● What the task asks:
Answer with one number only: the count of lines below that hold the word "beige".

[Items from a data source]
----------

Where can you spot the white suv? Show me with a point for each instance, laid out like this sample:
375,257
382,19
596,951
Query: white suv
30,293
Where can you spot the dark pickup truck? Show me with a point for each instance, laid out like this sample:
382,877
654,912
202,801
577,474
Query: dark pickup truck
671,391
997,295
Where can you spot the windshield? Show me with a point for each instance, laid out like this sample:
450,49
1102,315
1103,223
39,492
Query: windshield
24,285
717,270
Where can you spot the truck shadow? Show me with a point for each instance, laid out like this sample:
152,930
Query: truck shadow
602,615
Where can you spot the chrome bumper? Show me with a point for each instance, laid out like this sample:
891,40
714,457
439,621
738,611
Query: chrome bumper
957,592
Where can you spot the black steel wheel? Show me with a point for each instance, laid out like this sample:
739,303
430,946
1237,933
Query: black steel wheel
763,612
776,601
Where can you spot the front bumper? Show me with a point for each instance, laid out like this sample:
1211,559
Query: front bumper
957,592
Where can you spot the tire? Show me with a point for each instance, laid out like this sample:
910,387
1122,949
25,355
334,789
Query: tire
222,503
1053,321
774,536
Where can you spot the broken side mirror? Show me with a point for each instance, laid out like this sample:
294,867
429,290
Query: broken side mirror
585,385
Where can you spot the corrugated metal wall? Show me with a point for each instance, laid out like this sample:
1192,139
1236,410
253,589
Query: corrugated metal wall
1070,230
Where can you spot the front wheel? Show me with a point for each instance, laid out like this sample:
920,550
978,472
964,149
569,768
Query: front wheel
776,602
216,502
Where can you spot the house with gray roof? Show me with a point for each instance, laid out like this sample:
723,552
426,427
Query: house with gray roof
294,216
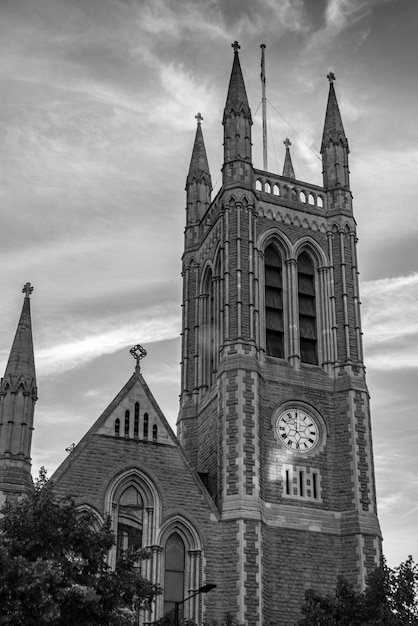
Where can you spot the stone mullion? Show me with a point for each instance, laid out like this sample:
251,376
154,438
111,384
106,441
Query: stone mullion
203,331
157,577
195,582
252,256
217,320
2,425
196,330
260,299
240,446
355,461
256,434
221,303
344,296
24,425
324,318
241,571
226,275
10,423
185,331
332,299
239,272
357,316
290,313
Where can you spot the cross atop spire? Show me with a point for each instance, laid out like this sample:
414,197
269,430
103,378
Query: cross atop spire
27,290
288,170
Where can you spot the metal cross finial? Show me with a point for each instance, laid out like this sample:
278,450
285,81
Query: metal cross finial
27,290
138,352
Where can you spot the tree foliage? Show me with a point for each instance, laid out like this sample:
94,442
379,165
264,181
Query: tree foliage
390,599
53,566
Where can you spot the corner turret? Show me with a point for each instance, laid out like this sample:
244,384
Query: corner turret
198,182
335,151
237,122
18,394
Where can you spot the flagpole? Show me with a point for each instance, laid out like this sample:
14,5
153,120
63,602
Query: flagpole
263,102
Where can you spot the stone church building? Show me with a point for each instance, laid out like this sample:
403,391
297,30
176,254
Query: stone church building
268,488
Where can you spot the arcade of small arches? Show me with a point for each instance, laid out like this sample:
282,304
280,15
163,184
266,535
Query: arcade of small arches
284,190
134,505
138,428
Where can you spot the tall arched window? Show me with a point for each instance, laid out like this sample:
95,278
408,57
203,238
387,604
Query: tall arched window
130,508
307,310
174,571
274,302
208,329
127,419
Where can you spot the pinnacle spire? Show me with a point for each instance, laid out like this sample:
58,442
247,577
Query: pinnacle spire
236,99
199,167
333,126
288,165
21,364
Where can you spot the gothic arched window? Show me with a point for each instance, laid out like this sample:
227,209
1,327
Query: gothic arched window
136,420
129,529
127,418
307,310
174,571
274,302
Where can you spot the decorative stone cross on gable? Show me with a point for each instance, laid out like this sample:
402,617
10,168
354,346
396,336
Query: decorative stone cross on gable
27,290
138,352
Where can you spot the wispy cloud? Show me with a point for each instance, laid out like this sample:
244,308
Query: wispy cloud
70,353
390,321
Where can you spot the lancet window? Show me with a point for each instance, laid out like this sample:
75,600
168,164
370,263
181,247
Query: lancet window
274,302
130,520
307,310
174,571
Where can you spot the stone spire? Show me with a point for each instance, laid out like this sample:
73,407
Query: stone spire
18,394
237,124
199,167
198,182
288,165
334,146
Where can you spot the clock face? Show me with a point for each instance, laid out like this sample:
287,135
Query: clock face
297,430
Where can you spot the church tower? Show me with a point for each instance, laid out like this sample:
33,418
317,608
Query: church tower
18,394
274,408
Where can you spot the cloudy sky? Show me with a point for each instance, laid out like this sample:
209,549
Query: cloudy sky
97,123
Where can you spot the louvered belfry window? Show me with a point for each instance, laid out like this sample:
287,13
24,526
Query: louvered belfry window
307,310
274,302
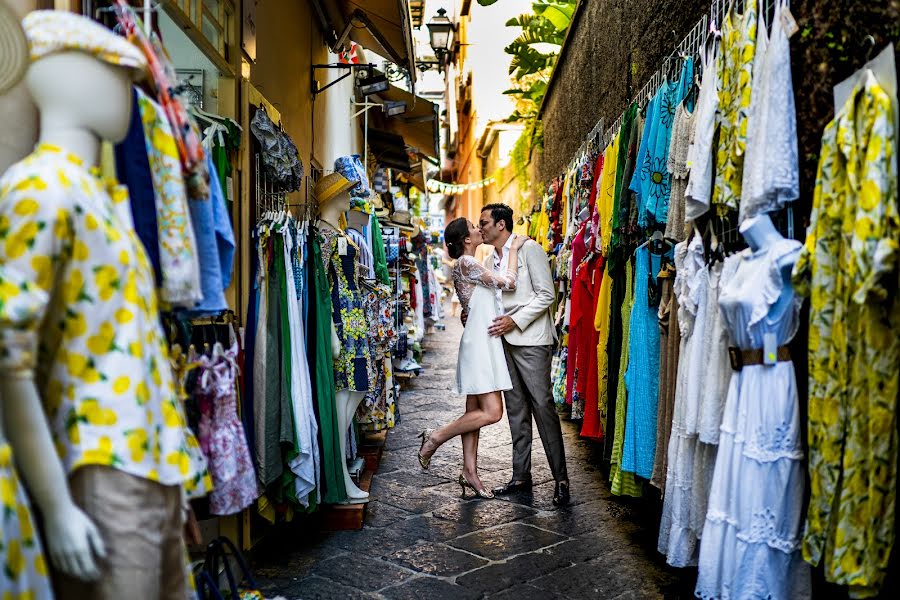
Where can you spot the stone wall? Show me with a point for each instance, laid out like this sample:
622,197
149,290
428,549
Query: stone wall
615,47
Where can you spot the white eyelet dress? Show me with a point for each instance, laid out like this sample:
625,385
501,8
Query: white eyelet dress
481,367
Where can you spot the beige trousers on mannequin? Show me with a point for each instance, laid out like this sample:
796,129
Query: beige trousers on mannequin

----------

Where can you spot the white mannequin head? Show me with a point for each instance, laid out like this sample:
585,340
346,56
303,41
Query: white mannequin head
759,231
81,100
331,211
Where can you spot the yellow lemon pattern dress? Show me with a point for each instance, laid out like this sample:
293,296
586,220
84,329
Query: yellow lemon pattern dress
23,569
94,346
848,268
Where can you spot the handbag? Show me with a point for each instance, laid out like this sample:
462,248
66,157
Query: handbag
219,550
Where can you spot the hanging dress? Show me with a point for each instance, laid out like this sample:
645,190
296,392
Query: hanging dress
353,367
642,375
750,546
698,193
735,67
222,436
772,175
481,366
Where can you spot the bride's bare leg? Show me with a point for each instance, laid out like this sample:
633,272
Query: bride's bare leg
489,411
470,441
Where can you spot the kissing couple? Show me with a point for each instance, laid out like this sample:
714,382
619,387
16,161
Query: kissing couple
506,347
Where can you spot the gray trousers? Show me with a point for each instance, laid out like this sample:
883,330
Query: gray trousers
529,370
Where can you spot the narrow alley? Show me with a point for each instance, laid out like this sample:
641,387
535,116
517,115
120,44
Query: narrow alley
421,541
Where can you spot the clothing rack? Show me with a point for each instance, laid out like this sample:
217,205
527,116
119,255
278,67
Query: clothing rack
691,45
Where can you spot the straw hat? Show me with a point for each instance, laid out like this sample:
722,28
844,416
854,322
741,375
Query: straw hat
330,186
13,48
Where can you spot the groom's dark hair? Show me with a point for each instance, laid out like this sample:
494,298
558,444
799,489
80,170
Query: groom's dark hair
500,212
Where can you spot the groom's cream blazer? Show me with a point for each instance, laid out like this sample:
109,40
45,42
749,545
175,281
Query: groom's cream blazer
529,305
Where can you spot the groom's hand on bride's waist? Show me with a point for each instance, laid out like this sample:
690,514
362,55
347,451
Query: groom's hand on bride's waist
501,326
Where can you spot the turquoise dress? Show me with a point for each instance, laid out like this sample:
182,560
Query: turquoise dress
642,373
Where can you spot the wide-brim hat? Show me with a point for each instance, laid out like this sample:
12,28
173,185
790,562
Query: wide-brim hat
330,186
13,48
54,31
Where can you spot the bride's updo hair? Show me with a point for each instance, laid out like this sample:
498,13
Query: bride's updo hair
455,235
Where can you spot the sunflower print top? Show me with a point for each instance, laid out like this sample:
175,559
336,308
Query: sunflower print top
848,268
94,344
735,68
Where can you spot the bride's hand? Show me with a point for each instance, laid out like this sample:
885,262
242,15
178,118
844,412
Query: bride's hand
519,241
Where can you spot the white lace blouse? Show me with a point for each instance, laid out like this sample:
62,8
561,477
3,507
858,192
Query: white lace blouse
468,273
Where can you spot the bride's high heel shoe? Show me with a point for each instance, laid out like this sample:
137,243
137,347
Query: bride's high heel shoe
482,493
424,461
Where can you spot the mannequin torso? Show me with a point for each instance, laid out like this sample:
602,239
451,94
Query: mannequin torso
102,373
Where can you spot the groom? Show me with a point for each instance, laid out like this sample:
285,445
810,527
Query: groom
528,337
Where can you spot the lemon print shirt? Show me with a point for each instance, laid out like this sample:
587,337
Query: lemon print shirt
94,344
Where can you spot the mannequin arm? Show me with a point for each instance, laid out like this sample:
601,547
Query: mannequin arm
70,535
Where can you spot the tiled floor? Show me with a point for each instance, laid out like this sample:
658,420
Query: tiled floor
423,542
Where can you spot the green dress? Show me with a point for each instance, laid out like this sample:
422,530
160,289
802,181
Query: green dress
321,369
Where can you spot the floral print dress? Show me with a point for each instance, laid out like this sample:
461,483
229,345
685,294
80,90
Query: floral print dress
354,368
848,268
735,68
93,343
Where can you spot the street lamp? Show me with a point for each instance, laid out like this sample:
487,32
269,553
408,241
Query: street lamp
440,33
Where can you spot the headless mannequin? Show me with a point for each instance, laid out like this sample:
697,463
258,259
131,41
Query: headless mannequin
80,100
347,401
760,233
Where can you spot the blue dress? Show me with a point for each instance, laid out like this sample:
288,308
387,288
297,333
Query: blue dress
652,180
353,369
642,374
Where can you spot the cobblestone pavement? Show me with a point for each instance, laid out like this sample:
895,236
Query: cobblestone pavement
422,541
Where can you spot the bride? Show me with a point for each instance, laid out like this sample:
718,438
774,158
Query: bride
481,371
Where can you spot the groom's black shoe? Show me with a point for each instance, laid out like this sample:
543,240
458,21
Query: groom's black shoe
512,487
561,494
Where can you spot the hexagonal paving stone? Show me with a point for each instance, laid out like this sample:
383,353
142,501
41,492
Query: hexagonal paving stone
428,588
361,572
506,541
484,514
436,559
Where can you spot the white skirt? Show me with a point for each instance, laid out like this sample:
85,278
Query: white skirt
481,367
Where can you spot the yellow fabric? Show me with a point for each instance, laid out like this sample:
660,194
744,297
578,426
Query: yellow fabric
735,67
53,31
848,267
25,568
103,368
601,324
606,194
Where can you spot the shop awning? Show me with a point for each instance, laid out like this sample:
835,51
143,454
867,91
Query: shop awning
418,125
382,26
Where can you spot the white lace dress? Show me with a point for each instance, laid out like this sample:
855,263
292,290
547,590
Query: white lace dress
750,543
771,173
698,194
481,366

----------

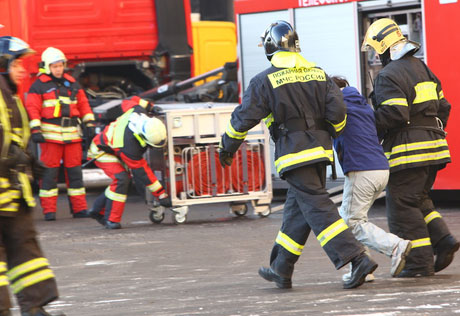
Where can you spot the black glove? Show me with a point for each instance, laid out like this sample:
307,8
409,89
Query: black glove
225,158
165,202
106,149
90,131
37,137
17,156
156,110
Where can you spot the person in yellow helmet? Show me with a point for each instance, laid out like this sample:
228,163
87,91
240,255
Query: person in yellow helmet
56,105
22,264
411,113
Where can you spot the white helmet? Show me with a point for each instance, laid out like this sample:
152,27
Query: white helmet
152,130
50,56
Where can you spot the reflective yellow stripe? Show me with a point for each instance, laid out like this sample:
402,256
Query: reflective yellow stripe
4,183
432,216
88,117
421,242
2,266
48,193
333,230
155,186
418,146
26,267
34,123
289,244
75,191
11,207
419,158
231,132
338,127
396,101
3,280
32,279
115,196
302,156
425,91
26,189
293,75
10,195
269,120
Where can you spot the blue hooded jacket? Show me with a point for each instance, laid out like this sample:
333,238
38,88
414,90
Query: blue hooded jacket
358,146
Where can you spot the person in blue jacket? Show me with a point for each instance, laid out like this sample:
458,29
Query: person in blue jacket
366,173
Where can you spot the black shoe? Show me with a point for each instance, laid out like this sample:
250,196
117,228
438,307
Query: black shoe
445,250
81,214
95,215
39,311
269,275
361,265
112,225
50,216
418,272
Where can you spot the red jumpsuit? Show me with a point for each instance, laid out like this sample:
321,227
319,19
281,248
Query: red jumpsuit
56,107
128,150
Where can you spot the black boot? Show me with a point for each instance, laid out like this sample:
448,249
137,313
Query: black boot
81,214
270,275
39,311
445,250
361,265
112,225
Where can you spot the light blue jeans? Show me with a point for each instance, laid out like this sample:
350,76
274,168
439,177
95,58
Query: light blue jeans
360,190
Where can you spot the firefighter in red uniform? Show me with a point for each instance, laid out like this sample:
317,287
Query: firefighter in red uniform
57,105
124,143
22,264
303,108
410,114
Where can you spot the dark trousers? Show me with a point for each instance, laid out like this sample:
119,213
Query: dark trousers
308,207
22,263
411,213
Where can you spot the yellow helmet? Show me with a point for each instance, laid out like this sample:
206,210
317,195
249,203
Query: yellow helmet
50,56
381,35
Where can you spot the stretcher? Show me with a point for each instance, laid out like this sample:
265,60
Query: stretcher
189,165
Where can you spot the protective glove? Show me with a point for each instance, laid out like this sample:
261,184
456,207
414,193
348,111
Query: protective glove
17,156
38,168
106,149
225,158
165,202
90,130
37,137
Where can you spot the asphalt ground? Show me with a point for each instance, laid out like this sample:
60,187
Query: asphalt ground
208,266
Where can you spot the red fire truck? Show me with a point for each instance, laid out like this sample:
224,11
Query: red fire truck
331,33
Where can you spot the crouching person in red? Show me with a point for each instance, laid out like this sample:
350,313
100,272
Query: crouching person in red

----------

● Answer to this task:
2